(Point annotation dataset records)
◆ ◆ ◆ ◆
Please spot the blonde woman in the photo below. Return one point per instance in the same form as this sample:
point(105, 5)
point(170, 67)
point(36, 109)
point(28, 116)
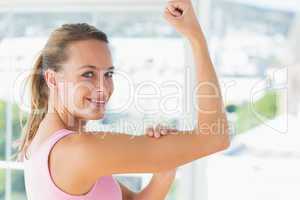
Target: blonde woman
point(63, 162)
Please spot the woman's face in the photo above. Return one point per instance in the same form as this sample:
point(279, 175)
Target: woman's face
point(86, 83)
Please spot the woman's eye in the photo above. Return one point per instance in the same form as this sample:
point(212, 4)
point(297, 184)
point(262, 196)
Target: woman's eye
point(88, 74)
point(109, 74)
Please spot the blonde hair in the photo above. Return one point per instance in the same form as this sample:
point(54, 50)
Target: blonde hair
point(51, 57)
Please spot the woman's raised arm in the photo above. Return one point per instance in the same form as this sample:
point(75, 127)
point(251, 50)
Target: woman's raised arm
point(104, 154)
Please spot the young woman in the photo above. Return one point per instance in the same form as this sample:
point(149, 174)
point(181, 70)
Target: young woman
point(72, 83)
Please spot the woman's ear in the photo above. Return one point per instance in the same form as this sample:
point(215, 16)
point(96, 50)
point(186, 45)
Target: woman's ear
point(50, 78)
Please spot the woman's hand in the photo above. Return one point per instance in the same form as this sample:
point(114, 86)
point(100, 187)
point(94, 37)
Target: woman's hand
point(159, 130)
point(181, 15)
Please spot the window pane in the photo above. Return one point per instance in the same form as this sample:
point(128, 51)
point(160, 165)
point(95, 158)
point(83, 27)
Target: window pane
point(2, 129)
point(2, 184)
point(18, 187)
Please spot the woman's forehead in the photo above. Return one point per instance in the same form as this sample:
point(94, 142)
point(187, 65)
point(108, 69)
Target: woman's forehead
point(89, 53)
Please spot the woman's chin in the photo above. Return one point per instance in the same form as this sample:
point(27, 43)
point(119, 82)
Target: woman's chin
point(96, 115)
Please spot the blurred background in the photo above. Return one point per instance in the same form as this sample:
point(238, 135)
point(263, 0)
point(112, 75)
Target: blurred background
point(254, 45)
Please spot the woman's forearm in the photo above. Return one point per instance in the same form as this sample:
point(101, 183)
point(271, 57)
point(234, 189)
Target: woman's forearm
point(157, 188)
point(210, 107)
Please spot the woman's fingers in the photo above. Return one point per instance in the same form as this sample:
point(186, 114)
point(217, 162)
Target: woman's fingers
point(159, 130)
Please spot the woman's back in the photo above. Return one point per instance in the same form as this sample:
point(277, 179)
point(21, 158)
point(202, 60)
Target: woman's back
point(40, 184)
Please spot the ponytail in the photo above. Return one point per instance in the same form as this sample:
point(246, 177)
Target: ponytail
point(39, 106)
point(53, 54)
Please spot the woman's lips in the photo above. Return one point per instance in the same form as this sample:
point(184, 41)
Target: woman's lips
point(96, 103)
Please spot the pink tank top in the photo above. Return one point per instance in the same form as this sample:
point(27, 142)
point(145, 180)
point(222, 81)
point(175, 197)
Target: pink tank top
point(39, 183)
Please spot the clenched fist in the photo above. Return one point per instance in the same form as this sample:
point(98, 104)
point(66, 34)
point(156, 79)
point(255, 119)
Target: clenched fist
point(181, 15)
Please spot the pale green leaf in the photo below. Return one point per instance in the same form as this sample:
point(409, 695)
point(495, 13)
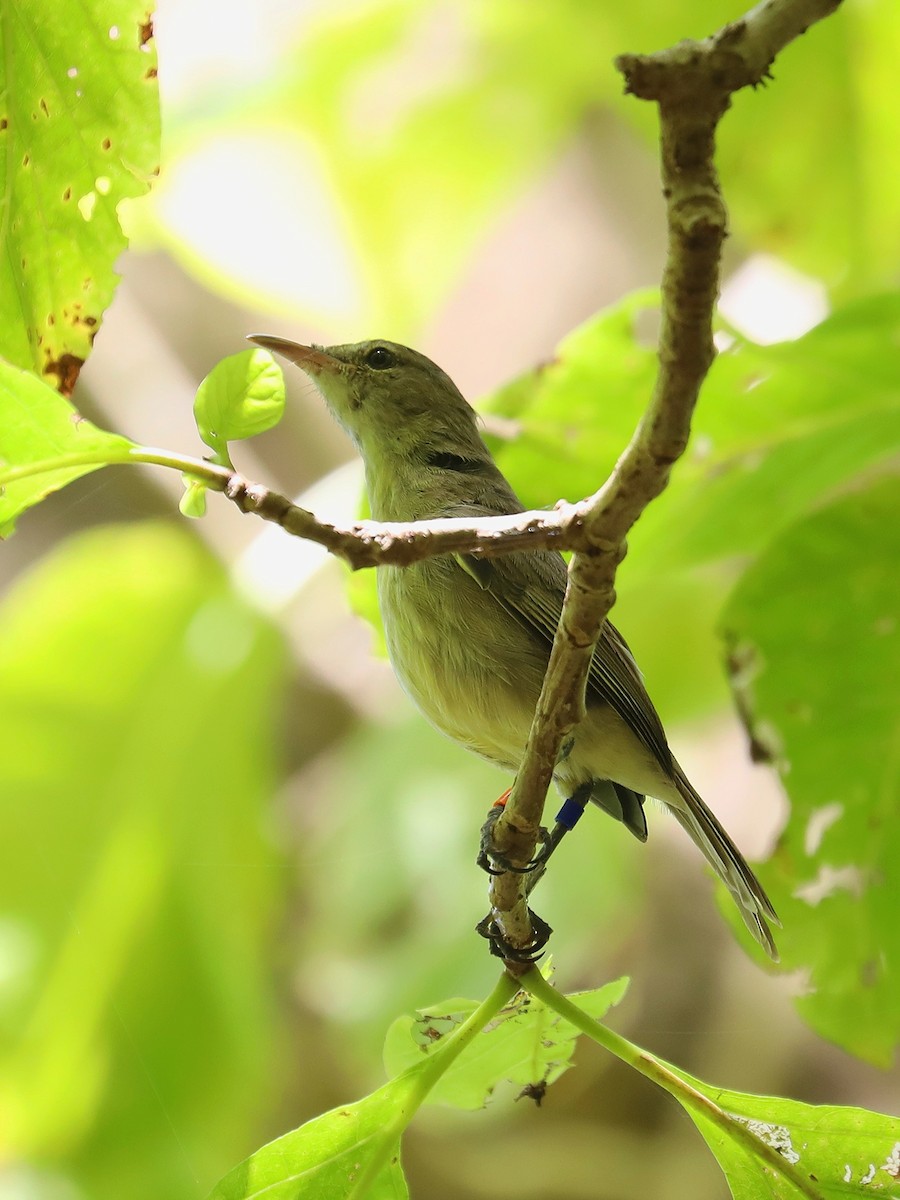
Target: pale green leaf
point(138, 713)
point(39, 425)
point(814, 629)
point(322, 1159)
point(241, 396)
point(828, 1152)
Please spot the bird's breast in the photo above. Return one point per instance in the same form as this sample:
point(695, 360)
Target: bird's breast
point(469, 666)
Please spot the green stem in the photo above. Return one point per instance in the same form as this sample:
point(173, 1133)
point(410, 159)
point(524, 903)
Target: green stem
point(688, 1096)
point(209, 473)
point(427, 1075)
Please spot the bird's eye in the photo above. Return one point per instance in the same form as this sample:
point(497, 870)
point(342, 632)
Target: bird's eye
point(379, 358)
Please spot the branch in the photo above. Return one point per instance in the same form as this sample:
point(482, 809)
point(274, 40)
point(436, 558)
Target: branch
point(693, 84)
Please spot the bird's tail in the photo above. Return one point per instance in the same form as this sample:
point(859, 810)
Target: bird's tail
point(727, 862)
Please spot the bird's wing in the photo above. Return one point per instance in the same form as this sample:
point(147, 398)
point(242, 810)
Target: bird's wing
point(531, 586)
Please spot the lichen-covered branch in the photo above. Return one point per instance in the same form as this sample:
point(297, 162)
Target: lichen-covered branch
point(693, 84)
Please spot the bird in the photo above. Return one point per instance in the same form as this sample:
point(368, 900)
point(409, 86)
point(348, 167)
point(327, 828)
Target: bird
point(469, 637)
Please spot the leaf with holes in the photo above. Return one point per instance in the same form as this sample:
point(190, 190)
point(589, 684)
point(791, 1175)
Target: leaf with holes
point(79, 132)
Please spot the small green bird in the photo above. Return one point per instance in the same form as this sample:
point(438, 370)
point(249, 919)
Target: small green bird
point(469, 637)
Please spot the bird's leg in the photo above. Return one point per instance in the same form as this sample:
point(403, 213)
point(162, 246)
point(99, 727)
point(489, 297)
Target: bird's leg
point(489, 858)
point(567, 819)
point(490, 929)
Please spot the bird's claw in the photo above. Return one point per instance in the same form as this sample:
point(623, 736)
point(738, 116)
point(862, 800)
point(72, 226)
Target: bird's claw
point(503, 949)
point(491, 859)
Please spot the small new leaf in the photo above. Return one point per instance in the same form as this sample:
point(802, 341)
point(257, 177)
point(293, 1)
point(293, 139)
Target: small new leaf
point(241, 396)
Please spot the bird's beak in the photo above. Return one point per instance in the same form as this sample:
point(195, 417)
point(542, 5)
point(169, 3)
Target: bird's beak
point(307, 358)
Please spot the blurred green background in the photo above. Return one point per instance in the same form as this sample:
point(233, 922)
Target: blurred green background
point(231, 852)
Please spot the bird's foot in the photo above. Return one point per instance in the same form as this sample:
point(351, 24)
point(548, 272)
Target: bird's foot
point(496, 863)
point(501, 948)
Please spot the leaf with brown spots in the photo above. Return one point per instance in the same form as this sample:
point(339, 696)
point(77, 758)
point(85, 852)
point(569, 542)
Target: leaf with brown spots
point(83, 130)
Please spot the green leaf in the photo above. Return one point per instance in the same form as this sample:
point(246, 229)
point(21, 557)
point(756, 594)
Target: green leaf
point(37, 425)
point(138, 726)
point(815, 637)
point(241, 396)
point(771, 1149)
point(527, 1044)
point(778, 430)
point(79, 132)
point(832, 1152)
point(323, 1158)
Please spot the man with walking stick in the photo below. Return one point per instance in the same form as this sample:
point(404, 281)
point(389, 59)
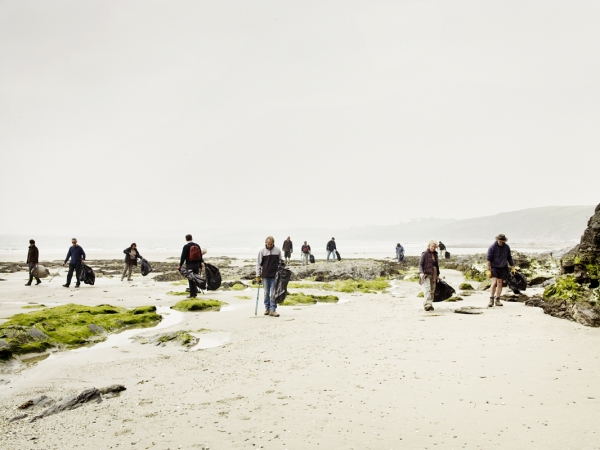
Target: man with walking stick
point(266, 269)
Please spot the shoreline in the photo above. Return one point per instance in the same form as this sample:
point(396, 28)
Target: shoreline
point(375, 371)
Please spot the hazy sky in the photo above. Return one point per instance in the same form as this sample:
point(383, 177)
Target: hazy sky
point(181, 116)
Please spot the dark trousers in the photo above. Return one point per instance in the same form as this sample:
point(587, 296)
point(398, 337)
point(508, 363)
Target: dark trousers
point(195, 268)
point(74, 267)
point(31, 267)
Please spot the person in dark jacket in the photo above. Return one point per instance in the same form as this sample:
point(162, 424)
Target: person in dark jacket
point(131, 257)
point(305, 253)
point(288, 249)
point(399, 252)
point(266, 269)
point(498, 260)
point(193, 261)
point(77, 257)
point(33, 257)
point(429, 273)
point(331, 249)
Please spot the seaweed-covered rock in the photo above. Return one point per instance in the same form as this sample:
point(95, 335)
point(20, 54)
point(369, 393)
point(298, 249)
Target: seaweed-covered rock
point(574, 294)
point(181, 337)
point(68, 326)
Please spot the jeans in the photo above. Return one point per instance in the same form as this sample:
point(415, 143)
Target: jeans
point(195, 268)
point(128, 268)
point(31, 268)
point(74, 267)
point(269, 285)
point(305, 258)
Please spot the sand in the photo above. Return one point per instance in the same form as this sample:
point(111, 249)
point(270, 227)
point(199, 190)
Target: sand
point(372, 372)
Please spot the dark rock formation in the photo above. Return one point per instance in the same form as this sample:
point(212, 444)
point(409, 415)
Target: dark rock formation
point(71, 402)
point(575, 294)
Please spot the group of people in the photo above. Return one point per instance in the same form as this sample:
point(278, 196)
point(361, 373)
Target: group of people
point(306, 251)
point(499, 261)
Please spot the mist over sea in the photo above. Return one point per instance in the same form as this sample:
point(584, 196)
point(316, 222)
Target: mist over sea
point(14, 248)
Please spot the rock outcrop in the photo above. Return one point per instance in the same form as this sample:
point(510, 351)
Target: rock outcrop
point(575, 294)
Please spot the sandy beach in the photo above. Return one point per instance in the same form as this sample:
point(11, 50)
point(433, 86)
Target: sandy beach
point(373, 371)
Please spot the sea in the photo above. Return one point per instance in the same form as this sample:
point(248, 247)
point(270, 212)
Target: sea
point(52, 248)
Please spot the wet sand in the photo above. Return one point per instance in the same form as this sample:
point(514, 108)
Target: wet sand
point(372, 372)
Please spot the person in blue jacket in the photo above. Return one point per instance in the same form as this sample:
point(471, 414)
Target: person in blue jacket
point(498, 259)
point(77, 256)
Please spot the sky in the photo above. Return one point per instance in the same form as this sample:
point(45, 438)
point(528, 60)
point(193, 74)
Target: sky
point(187, 116)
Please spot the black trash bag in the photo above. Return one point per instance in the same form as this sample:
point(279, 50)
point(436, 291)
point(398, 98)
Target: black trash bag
point(517, 282)
point(213, 277)
point(282, 278)
point(443, 291)
point(87, 274)
point(194, 277)
point(145, 267)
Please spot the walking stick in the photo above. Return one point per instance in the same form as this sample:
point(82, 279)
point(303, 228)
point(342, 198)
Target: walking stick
point(257, 295)
point(55, 275)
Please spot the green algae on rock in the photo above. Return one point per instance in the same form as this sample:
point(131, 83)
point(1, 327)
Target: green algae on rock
point(308, 299)
point(69, 326)
point(347, 286)
point(195, 304)
point(565, 288)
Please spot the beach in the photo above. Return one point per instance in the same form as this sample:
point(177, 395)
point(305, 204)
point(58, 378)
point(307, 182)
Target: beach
point(373, 371)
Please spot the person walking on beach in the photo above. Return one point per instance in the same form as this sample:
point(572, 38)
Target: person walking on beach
point(331, 249)
point(499, 257)
point(429, 272)
point(266, 269)
point(399, 252)
point(131, 257)
point(33, 256)
point(305, 253)
point(288, 249)
point(77, 256)
point(191, 255)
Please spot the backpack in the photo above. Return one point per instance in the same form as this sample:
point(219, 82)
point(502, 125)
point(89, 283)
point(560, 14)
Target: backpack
point(282, 278)
point(146, 268)
point(443, 291)
point(213, 277)
point(195, 253)
point(87, 274)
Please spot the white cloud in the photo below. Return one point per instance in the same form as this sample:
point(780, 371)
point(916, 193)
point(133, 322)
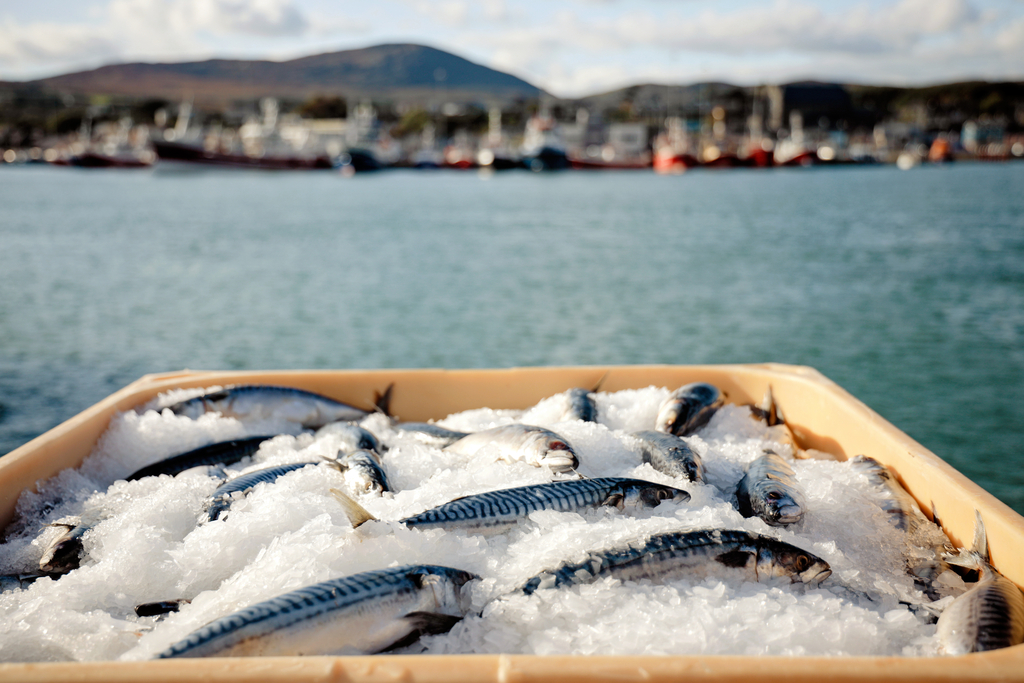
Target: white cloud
point(250, 17)
point(50, 42)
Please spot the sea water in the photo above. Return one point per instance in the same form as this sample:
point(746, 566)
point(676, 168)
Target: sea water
point(905, 288)
point(148, 542)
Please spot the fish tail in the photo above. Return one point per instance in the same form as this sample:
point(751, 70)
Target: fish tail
point(977, 556)
point(980, 545)
point(355, 512)
point(382, 401)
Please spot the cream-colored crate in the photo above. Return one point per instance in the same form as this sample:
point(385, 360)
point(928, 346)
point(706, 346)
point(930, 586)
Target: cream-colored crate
point(821, 414)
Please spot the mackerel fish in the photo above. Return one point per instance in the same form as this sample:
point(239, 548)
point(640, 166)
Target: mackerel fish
point(352, 437)
point(536, 445)
point(223, 453)
point(580, 404)
point(694, 554)
point(688, 409)
point(989, 615)
point(222, 498)
point(924, 556)
point(497, 511)
point(64, 553)
point(671, 455)
point(257, 401)
point(364, 613)
point(769, 491)
point(363, 471)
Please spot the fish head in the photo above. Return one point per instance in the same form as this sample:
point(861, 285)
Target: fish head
point(781, 507)
point(445, 585)
point(694, 468)
point(778, 559)
point(645, 495)
point(62, 556)
point(668, 416)
point(559, 456)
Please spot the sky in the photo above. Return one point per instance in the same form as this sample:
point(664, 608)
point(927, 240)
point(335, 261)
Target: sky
point(568, 47)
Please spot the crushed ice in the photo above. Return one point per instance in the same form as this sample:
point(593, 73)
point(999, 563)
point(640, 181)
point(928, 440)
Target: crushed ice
point(147, 544)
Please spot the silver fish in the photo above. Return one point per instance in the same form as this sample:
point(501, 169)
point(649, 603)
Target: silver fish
point(430, 434)
point(363, 471)
point(769, 491)
point(497, 511)
point(989, 615)
point(222, 498)
point(352, 436)
point(770, 415)
point(223, 453)
point(671, 455)
point(691, 554)
point(903, 511)
point(924, 558)
point(364, 613)
point(257, 401)
point(688, 409)
point(11, 582)
point(65, 552)
point(580, 404)
point(536, 445)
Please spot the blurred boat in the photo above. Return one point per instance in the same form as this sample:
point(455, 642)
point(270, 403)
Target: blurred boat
point(96, 160)
point(601, 165)
point(183, 154)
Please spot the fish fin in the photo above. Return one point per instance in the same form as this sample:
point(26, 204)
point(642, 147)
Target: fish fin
point(977, 556)
point(161, 607)
point(734, 558)
point(382, 401)
point(758, 414)
point(614, 501)
point(333, 463)
point(430, 623)
point(357, 515)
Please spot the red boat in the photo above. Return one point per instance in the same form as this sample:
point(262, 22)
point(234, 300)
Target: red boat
point(186, 154)
point(667, 161)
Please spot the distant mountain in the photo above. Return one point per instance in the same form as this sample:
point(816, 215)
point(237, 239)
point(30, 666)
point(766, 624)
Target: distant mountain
point(398, 71)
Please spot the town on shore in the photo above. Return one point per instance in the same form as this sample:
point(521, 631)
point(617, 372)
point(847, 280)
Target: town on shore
point(643, 127)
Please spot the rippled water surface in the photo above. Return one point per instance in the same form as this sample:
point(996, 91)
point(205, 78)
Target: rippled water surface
point(906, 288)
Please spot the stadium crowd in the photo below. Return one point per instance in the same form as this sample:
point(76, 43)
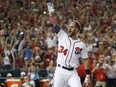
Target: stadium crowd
point(27, 42)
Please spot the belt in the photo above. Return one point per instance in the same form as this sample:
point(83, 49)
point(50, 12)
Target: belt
point(67, 68)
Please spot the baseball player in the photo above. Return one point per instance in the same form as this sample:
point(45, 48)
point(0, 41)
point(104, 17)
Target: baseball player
point(70, 49)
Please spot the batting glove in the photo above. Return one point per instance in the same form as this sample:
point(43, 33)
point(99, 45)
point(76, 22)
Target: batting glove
point(50, 8)
point(87, 80)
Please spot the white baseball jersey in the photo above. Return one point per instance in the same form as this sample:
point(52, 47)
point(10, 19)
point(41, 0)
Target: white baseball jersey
point(69, 50)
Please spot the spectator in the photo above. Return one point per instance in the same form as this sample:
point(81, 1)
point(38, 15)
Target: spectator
point(29, 82)
point(111, 74)
point(6, 62)
point(27, 55)
point(34, 74)
point(22, 77)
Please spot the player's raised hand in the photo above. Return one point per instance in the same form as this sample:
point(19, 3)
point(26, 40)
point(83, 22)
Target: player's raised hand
point(50, 6)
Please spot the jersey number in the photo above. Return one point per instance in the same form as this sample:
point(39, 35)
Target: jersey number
point(62, 50)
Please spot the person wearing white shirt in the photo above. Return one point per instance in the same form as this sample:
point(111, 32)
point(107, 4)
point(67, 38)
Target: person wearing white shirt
point(111, 74)
point(29, 82)
point(6, 62)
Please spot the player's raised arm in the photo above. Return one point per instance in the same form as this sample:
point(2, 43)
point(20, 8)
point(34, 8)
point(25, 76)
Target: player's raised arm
point(52, 19)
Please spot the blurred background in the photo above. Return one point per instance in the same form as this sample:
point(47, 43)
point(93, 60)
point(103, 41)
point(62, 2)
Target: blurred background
point(28, 45)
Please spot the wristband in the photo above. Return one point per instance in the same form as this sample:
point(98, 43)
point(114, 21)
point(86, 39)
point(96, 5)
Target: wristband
point(87, 71)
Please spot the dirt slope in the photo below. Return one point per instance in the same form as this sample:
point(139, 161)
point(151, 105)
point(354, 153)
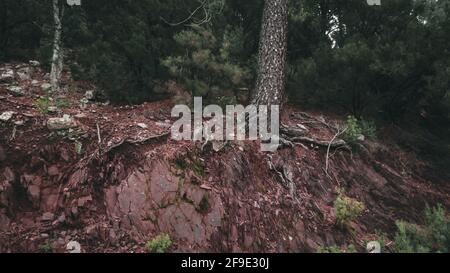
◆ ◆ ◆ ◆
**TO DO:** Reproduce the lines of the data verbatim, starting at the very first line and ending at the line containing "point(109, 74)", with both ends included. Omit the pictures from your output.

**ANSWER TO THE PROBLEM:**
Please spot the blonde woman in the photo below. Return one point per instance in the same form as this sample:
point(105, 5)
point(170, 67)
point(36, 109)
point(28, 116)
Target: blonde woman
point(63, 162)
Please spot the woman's face in the photo above. Return one point per instance in the same form as this sample:
point(279, 175)
Target: woman's face
point(86, 83)
Please spot the woman's eye in the photo above. Return one point per instance in the same form as this sample:
point(212, 4)
point(297, 184)
point(262, 196)
Target: woman's eye
point(88, 74)
point(109, 74)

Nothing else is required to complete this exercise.